(Saved entries)
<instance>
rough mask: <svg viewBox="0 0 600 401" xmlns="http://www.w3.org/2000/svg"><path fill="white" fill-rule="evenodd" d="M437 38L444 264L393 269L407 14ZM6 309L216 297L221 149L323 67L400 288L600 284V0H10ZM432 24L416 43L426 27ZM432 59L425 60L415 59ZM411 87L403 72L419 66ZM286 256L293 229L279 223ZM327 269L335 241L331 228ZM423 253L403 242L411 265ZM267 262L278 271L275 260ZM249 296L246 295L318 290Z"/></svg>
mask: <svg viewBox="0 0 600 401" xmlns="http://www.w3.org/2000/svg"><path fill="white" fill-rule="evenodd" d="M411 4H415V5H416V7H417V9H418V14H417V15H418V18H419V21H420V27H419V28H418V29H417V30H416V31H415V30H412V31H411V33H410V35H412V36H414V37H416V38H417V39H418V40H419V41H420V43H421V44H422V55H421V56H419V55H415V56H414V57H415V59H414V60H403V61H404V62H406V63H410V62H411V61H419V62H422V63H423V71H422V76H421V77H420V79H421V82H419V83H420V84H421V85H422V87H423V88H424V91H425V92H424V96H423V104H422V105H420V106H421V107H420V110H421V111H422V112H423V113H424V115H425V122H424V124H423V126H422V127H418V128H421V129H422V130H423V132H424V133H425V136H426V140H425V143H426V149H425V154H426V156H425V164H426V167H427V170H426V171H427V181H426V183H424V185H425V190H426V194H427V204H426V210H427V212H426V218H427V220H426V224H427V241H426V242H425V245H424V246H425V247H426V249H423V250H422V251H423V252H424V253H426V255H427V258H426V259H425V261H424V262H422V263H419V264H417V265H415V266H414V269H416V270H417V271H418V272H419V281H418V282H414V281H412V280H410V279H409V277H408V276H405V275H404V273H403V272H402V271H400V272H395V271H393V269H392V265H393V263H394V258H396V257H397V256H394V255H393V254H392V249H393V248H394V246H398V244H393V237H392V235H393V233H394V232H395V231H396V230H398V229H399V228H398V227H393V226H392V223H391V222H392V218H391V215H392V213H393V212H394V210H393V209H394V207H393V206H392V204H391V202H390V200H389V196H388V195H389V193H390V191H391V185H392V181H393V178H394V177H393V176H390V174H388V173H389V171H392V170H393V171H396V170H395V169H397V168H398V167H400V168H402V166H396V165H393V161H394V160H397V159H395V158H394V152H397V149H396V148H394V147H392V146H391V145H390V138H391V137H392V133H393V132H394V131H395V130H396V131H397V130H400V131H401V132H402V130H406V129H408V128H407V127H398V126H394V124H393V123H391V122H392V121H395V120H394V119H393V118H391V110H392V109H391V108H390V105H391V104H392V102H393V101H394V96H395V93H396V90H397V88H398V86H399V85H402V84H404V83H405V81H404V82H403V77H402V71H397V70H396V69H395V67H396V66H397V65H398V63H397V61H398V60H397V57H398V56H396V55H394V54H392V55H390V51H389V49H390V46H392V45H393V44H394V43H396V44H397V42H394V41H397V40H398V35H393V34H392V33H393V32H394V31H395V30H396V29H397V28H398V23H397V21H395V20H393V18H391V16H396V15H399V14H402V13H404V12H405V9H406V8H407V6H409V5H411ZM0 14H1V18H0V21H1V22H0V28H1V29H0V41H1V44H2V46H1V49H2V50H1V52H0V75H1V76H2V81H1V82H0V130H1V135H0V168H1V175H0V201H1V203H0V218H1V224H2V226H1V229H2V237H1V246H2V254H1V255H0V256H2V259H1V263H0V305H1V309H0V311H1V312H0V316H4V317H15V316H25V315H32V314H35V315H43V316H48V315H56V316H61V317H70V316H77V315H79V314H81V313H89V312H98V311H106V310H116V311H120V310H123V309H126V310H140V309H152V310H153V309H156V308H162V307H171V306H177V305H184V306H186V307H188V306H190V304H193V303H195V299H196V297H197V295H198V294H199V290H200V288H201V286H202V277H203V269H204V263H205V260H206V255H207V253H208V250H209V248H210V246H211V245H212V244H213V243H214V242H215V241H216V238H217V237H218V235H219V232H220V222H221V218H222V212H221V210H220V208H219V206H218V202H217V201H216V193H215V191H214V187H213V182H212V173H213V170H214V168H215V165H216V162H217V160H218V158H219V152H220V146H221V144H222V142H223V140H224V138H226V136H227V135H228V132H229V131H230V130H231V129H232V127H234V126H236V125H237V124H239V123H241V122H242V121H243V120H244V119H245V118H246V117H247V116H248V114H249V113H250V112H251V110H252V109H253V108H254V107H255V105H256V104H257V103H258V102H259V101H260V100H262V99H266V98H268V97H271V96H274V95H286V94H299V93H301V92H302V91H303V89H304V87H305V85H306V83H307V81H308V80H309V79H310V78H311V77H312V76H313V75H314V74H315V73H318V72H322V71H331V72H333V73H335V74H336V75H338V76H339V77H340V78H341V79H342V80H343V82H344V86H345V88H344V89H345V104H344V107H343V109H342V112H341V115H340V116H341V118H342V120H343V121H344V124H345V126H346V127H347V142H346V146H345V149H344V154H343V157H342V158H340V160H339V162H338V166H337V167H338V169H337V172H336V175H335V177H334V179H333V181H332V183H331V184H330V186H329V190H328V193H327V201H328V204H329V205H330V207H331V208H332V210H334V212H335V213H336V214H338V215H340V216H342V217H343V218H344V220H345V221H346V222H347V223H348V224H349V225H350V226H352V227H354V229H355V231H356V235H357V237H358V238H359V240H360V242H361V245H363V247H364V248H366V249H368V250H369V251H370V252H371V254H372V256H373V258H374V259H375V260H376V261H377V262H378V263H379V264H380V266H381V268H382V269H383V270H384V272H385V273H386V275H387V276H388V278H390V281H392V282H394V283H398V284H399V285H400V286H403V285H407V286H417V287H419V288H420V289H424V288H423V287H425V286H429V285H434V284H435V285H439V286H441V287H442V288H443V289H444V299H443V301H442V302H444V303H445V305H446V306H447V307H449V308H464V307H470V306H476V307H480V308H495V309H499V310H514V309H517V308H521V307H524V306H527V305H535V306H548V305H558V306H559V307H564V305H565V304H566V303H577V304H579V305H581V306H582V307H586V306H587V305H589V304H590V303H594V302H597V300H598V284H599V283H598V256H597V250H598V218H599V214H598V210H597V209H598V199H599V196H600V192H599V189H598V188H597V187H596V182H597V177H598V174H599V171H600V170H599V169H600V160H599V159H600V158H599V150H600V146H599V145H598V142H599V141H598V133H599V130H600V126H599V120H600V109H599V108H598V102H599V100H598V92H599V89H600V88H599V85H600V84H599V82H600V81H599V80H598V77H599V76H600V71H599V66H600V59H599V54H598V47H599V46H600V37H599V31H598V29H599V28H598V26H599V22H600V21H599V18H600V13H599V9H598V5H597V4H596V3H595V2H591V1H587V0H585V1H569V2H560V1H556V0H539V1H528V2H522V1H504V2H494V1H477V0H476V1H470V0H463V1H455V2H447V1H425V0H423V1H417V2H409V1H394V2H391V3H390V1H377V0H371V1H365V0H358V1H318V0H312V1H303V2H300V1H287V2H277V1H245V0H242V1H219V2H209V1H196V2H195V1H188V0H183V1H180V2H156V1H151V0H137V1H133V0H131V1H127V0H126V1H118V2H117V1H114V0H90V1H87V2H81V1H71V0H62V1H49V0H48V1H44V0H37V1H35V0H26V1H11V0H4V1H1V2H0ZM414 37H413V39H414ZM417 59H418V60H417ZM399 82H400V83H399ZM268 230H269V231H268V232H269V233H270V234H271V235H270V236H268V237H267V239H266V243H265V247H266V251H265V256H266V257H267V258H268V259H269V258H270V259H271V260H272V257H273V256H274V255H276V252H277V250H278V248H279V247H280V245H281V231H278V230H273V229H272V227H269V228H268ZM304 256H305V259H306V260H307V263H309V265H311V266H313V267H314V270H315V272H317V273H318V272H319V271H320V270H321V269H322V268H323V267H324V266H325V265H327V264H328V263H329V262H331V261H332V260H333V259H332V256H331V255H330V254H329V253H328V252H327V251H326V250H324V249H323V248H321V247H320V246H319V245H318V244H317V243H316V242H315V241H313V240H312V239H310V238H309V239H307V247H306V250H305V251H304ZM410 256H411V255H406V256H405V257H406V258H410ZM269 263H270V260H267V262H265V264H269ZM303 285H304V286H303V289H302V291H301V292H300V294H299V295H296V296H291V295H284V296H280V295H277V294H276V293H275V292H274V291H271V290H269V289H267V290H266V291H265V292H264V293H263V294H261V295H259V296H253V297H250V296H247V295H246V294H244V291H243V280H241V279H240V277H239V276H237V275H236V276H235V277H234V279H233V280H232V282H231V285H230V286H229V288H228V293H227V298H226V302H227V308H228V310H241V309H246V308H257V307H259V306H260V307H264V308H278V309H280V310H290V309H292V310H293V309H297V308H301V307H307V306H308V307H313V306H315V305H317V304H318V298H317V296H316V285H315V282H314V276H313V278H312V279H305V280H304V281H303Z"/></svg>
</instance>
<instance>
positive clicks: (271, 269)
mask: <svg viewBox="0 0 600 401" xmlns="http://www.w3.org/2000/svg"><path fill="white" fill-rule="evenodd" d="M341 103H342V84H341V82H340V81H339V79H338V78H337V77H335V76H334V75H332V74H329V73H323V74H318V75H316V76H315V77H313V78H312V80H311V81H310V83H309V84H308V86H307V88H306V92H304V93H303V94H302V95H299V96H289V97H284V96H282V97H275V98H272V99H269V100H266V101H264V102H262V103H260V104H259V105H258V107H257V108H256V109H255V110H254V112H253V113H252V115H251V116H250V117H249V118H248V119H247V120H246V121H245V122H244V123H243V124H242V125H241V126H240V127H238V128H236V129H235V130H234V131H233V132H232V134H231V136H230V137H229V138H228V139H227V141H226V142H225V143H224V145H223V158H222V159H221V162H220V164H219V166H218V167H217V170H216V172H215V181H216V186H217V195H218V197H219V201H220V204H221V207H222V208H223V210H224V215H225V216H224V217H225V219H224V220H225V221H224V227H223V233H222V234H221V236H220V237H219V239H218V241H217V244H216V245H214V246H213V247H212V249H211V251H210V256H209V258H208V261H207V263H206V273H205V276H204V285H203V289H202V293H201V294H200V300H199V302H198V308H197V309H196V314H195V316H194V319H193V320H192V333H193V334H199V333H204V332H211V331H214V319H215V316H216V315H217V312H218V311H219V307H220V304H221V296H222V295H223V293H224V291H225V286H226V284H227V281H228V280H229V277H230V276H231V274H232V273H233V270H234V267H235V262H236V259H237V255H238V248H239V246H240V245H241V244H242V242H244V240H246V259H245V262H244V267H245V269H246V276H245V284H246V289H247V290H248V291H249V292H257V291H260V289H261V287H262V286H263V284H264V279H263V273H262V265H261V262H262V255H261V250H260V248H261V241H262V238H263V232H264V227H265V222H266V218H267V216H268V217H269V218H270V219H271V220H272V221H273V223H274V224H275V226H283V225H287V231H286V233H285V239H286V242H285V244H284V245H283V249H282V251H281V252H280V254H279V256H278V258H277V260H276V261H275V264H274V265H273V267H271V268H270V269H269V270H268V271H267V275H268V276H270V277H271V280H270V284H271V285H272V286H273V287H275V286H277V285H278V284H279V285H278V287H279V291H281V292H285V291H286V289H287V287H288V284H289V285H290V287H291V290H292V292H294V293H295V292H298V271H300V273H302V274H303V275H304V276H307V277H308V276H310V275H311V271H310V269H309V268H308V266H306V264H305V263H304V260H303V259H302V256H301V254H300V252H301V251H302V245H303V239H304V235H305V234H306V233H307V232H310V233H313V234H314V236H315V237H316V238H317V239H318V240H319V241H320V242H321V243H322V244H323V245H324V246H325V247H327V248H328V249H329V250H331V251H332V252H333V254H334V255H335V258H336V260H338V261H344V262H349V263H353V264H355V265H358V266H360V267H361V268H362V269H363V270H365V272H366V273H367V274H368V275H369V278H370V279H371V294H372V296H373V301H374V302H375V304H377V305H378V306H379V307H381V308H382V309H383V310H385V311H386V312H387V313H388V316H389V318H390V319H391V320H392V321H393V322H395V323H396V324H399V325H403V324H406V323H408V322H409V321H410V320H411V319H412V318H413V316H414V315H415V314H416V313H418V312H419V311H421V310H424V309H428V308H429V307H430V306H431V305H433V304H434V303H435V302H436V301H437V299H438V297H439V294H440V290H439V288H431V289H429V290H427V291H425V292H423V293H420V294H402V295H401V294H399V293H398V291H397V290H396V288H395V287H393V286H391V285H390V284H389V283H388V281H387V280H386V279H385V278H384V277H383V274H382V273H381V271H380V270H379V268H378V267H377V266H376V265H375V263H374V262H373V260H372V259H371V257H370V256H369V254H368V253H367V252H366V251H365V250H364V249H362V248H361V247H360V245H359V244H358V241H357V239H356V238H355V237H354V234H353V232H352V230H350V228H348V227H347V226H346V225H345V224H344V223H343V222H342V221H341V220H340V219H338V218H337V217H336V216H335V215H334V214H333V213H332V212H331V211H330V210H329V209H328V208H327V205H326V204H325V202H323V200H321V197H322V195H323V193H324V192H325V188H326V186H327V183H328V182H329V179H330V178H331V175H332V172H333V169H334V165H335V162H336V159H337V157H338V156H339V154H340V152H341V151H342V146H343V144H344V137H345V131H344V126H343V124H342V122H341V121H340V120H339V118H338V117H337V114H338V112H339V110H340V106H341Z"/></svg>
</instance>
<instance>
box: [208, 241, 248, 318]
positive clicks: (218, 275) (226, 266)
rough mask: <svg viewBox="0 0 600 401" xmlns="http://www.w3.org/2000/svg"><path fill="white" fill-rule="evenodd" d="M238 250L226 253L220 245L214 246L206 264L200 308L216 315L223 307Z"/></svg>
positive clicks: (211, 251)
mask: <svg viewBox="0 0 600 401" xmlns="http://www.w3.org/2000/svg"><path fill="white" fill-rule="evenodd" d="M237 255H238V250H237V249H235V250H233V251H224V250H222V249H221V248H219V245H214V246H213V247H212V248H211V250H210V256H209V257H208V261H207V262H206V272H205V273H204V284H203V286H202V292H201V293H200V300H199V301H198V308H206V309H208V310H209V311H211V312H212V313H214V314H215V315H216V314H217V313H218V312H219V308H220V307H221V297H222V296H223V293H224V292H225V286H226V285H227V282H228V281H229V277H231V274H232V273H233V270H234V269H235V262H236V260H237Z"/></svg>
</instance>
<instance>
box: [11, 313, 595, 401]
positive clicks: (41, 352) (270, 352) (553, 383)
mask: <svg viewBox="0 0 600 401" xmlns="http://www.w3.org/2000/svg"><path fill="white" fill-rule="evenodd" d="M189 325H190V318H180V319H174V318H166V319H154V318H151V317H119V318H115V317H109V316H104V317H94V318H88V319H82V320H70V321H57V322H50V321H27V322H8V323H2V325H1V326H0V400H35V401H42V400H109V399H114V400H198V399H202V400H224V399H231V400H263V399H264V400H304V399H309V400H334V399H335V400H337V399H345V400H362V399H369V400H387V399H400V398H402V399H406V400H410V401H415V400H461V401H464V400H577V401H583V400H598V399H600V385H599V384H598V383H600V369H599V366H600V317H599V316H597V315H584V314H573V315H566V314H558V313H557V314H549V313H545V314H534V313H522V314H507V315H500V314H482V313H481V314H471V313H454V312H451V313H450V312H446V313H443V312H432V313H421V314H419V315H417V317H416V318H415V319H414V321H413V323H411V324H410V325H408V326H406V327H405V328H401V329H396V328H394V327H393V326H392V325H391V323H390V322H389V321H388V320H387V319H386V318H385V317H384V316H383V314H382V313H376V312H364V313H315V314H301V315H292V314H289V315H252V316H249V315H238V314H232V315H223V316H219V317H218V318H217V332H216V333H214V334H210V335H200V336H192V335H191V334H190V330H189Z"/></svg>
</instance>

**Try it**
Recast the material above as a JSON list of strings, one string per line and blank lines omitted, taking everything from its first line up to and including the line that contains "38L444 264L393 269L407".

**Answer to the problem**
[
  "<instance>",
  "rough mask: <svg viewBox=\"0 0 600 401\" xmlns=\"http://www.w3.org/2000/svg\"><path fill=\"white\" fill-rule=\"evenodd\" d=\"M437 38L444 264L393 269L407 14ZM6 309L216 297L221 149L323 67L400 288L600 284V0H10ZM432 24L416 43L426 27ZM432 59L425 60L415 59ZM411 87L403 72L419 66ZM286 256L293 229L279 223ZM327 269L335 241L331 228ZM423 253L403 242L411 265ZM267 262L278 271L275 260ZM249 296L246 295L318 290Z\"/></svg>"
]